** Record extracts follows **
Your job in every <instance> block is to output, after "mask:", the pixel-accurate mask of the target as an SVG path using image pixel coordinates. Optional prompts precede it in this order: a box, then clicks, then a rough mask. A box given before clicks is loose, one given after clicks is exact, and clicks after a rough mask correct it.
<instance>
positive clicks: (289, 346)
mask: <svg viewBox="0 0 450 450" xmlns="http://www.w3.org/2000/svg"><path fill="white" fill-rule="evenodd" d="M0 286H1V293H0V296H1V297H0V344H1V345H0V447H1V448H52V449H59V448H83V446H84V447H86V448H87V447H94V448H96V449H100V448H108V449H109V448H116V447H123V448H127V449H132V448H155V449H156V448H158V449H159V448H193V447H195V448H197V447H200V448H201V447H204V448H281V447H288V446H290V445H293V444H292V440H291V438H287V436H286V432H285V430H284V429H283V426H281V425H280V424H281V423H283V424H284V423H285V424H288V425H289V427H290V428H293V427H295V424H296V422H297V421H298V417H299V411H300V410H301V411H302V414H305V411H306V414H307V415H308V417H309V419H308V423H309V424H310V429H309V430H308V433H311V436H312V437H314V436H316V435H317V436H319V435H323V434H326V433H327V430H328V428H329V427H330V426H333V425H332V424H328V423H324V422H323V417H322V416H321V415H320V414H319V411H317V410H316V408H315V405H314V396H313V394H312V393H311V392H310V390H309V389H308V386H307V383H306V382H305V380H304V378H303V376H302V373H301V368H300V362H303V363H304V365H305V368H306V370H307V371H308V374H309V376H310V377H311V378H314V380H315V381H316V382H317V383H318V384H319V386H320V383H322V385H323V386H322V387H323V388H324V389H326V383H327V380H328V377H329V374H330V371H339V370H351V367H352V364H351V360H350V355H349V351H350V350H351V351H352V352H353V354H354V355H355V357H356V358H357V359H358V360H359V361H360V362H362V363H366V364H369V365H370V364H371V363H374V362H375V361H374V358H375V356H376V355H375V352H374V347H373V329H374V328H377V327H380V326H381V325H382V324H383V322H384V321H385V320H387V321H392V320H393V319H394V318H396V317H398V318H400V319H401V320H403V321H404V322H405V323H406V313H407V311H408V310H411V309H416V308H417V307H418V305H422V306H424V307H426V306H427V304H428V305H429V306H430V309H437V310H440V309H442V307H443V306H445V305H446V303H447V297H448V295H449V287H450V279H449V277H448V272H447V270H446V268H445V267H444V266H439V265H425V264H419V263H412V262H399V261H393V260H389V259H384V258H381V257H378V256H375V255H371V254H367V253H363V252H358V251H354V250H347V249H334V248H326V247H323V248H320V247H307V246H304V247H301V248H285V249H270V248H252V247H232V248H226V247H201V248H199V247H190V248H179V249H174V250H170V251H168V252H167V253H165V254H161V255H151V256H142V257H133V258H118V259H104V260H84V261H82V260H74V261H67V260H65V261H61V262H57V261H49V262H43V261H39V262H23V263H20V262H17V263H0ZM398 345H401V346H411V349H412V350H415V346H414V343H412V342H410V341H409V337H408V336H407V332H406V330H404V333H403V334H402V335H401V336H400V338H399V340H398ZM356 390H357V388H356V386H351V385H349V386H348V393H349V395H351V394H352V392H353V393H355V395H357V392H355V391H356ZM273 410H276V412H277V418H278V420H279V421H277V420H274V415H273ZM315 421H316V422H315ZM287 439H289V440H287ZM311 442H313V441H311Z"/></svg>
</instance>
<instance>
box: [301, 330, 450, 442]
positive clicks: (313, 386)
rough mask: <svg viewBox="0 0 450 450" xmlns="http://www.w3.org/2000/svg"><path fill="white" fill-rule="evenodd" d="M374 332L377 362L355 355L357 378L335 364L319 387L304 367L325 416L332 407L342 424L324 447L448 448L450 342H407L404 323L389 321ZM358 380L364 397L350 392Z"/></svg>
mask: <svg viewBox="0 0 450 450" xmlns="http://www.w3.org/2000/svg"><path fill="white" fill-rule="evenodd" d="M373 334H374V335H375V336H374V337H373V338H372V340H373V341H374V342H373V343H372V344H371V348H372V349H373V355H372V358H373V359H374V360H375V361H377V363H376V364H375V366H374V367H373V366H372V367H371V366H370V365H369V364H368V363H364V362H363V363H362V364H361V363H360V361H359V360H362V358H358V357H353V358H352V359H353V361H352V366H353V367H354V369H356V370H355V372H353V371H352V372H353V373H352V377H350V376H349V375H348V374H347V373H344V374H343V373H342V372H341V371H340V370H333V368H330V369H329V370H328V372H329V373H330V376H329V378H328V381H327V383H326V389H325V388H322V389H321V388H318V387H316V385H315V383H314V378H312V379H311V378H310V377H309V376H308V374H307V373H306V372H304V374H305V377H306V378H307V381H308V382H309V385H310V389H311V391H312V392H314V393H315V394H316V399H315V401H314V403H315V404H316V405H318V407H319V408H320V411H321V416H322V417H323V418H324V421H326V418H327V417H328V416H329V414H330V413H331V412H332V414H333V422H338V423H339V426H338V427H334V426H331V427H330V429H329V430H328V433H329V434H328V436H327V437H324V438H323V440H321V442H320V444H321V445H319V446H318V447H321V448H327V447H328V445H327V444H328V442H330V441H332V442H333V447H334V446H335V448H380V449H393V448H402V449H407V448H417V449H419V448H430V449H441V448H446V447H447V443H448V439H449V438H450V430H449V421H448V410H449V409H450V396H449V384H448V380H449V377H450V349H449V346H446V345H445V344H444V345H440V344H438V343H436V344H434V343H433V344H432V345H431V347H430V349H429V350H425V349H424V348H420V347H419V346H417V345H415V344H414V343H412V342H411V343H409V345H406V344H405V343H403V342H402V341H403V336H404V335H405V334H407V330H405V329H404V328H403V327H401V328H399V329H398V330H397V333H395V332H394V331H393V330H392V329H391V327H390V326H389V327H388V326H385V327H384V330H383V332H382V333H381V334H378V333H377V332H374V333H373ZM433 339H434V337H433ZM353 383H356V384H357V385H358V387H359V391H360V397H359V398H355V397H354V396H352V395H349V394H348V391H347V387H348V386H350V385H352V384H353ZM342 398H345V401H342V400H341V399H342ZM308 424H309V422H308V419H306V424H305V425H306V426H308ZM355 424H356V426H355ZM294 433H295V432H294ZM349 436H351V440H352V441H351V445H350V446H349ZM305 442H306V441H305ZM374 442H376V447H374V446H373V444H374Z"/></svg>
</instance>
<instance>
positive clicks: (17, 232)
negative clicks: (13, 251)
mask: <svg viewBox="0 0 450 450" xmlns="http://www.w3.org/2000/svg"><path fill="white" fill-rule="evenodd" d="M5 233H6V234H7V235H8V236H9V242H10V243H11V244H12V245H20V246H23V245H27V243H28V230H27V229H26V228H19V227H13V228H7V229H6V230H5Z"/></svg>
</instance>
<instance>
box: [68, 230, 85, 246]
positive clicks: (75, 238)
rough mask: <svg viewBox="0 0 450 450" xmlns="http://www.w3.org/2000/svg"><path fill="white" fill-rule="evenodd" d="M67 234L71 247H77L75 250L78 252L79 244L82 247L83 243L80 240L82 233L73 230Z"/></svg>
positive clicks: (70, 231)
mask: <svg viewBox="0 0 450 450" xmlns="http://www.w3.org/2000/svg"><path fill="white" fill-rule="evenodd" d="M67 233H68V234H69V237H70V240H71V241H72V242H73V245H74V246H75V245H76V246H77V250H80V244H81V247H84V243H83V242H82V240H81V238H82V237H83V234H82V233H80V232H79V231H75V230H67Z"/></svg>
** End of Record extracts **
Instruction -
Lay out every row above as a Markdown table with two columns, No. and Text: put each line's number in No. and the line itself in Text. Leave out blank lines.

Output of the task -
| No. | Text |
|---|---|
| 1 | Your job in every <instance> block is to output, after "mask:", the pixel-accurate mask of the target as an SVG path using image pixel coordinates. Optional prompts precede it in this order: a box, then clicks, then a rough mask. A box given before clicks is loose, one given after clicks is exact, and clicks after a rough mask correct it. |
| 2 | <instance> |
| 3 | positive clicks: (289, 346) |
| 4 | mask: <svg viewBox="0 0 450 450" xmlns="http://www.w3.org/2000/svg"><path fill="white" fill-rule="evenodd" d="M0 286H1V293H0V296H1V297H0V344H1V345H0V447H1V448H52V449H59V448H83V446H84V447H86V448H87V447H94V448H96V449H100V448H108V449H109V448H116V447H123V448H127V449H132V448H155V449H156V448H158V449H159V448H193V447H195V448H197V447H200V448H201V447H204V448H281V447H288V446H290V445H293V444H292V440H291V438H287V436H286V432H285V430H284V429H283V426H281V425H280V424H281V423H283V424H284V423H285V424H288V425H289V427H290V428H293V427H295V424H296V422H297V421H298V417H299V411H300V410H301V411H302V414H305V411H306V414H307V415H308V417H309V419H308V423H309V424H310V429H309V430H308V433H311V436H312V437H314V436H316V435H317V436H319V435H323V434H326V433H327V430H328V428H329V427H330V426H333V425H332V424H328V423H324V422H323V417H322V416H321V415H320V414H319V411H317V410H316V408H315V405H314V396H313V394H312V393H311V392H310V390H309V389H308V386H307V383H306V382H305V380H304V378H303V376H302V373H301V368H300V362H303V363H304V365H305V368H306V370H307V371H308V374H309V376H310V377H311V378H314V380H315V381H316V382H317V383H318V384H319V386H320V383H322V385H323V386H322V387H323V388H324V389H326V383H327V380H328V377H329V374H330V371H339V370H351V367H352V364H351V360H350V355H349V351H350V350H351V351H352V352H353V354H354V355H355V357H356V358H357V359H358V360H359V361H360V362H362V363H366V364H369V365H370V364H371V363H374V362H375V361H374V358H375V356H376V355H375V352H374V347H373V329H374V328H377V327H380V326H381V325H382V324H383V322H384V321H385V320H387V321H392V320H393V319H394V318H396V317H398V318H400V319H401V320H403V321H404V322H405V323H406V313H407V311H408V310H411V309H416V308H417V307H418V305H422V306H424V307H426V306H427V304H428V305H429V306H430V309H437V310H440V309H442V307H443V306H445V305H446V303H447V297H448V295H449V287H450V279H449V277H448V272H447V270H446V268H445V267H444V266H439V265H425V264H419V263H412V262H399V261H393V260H389V259H384V258H381V257H378V256H375V255H371V254H367V253H363V252H358V251H354V250H347V249H334V248H326V247H323V248H320V247H307V246H304V247H301V248H285V249H270V248H252V247H232V248H226V247H201V248H199V247H190V248H179V249H174V250H170V251H168V252H167V253H165V254H161V255H151V256H142V257H133V258H118V259H104V260H84V261H82V260H74V261H67V260H65V261H61V262H57V261H49V262H43V261H39V262H23V263H20V262H17V263H0ZM398 345H401V346H411V349H412V350H415V346H414V343H412V342H410V341H409V337H408V336H407V332H406V330H404V333H403V334H402V335H401V336H400V338H399V340H398ZM356 390H357V388H356V386H351V385H349V386H348V393H349V395H351V394H352V392H353V393H355V395H357V392H355V391H356ZM273 410H276V412H277V418H278V420H279V421H277V420H274V415H273ZM315 421H316V422H315ZM287 439H289V440H287ZM311 442H313V441H311Z"/></svg> |
| 5 | </instance> |
| 6 | <instance> |
| 7 | box: [301, 330, 450, 442] |
| 8 | positive clicks: (313, 386) |
| 9 | rough mask: <svg viewBox="0 0 450 450" xmlns="http://www.w3.org/2000/svg"><path fill="white" fill-rule="evenodd" d="M374 332L377 362L355 355L357 378L335 364L319 387L304 367L325 416L332 407L342 424L324 447L448 448L450 342H407L404 323L389 321ZM358 380L364 397L350 392Z"/></svg> |
| 10 | mask: <svg viewBox="0 0 450 450" xmlns="http://www.w3.org/2000/svg"><path fill="white" fill-rule="evenodd" d="M373 334H374V335H375V336H374V337H373V338H372V340H373V341H374V342H373V343H372V344H371V348H372V349H373V355H372V358H373V359H374V360H375V361H377V363H376V364H375V366H374V367H373V366H372V367H371V366H370V365H369V364H368V363H364V362H363V363H362V364H361V363H360V361H359V360H362V358H358V357H353V358H352V359H353V361H352V366H353V367H354V369H356V370H355V372H353V371H352V372H353V373H352V377H350V376H349V375H348V374H347V373H344V374H343V373H342V372H341V371H340V370H333V368H330V369H329V370H328V372H329V373H330V376H329V378H328V381H327V383H326V389H325V388H322V389H321V388H318V387H316V385H315V383H314V378H312V379H311V378H310V377H309V376H308V374H307V373H306V372H304V374H305V377H306V378H307V381H308V382H309V385H310V389H311V391H312V392H314V393H315V394H316V399H315V401H314V403H315V404H316V405H318V407H319V408H320V411H321V416H322V417H323V418H324V421H326V418H327V417H328V416H329V414H330V413H331V412H332V414H333V422H338V423H339V426H338V427H334V426H331V427H330V429H329V430H328V433H329V434H328V436H327V437H324V438H323V440H321V442H320V444H321V445H319V446H318V447H321V448H327V447H328V445H327V444H328V442H330V441H332V442H333V447H334V446H335V448H380V449H393V448H402V449H407V448H417V449H419V448H430V449H441V448H446V447H447V443H448V439H449V438H450V430H449V421H448V410H449V409H450V396H449V384H448V380H449V377H450V349H449V346H446V345H445V344H444V345H440V344H438V343H436V344H434V343H433V344H432V345H431V347H430V349H429V350H425V349H424V348H420V347H419V346H417V345H415V344H414V343H412V342H411V343H409V345H406V344H405V343H403V342H402V341H403V336H404V335H405V334H407V330H405V329H404V328H403V327H401V328H399V329H398V330H397V333H395V332H394V331H393V330H392V329H391V327H390V326H389V327H388V326H385V327H384V330H383V332H382V333H381V334H378V333H377V332H374V333H373ZM433 339H434V337H433ZM353 383H356V384H357V385H358V387H359V391H360V397H359V398H355V397H354V396H352V395H349V394H348V391H347V387H348V386H350V385H352V384H353ZM342 398H345V401H342V400H341V399H342ZM308 424H309V422H308V419H306V424H305V425H306V426H308ZM355 424H356V426H355ZM294 433H295V432H294ZM349 436H351V440H352V441H351V445H350V446H349ZM305 442H306V441H305ZM374 442H376V447H374V446H373V444H374Z"/></svg> |
| 11 | </instance> |
| 12 | <instance> |
| 13 | positive clicks: (17, 232) |
| 14 | negative clicks: (13, 251) |
| 15 | mask: <svg viewBox="0 0 450 450" xmlns="http://www.w3.org/2000/svg"><path fill="white" fill-rule="evenodd" d="M5 233H6V234H7V235H8V236H9V242H10V243H11V244H12V245H20V246H23V245H27V243H28V230H27V229H26V228H19V227H13V228H7V229H6V230H5Z"/></svg> |
| 16 | </instance> |
| 17 | <instance> |
| 18 | box: [68, 230, 85, 246] |
| 19 | positive clicks: (75, 238) |
| 20 | rough mask: <svg viewBox="0 0 450 450" xmlns="http://www.w3.org/2000/svg"><path fill="white" fill-rule="evenodd" d="M67 234L71 247H77L75 250L78 252L79 244L82 247L83 243L80 240L82 233L73 230Z"/></svg> |
| 21 | positive clicks: (70, 231) |
| 22 | mask: <svg viewBox="0 0 450 450" xmlns="http://www.w3.org/2000/svg"><path fill="white" fill-rule="evenodd" d="M67 233H68V234H69V237H70V240H71V241H72V242H73V245H74V246H75V245H76V246H77V250H80V244H81V247H84V243H83V242H82V240H81V238H82V237H83V234H82V233H80V232H79V231H75V230H67Z"/></svg> |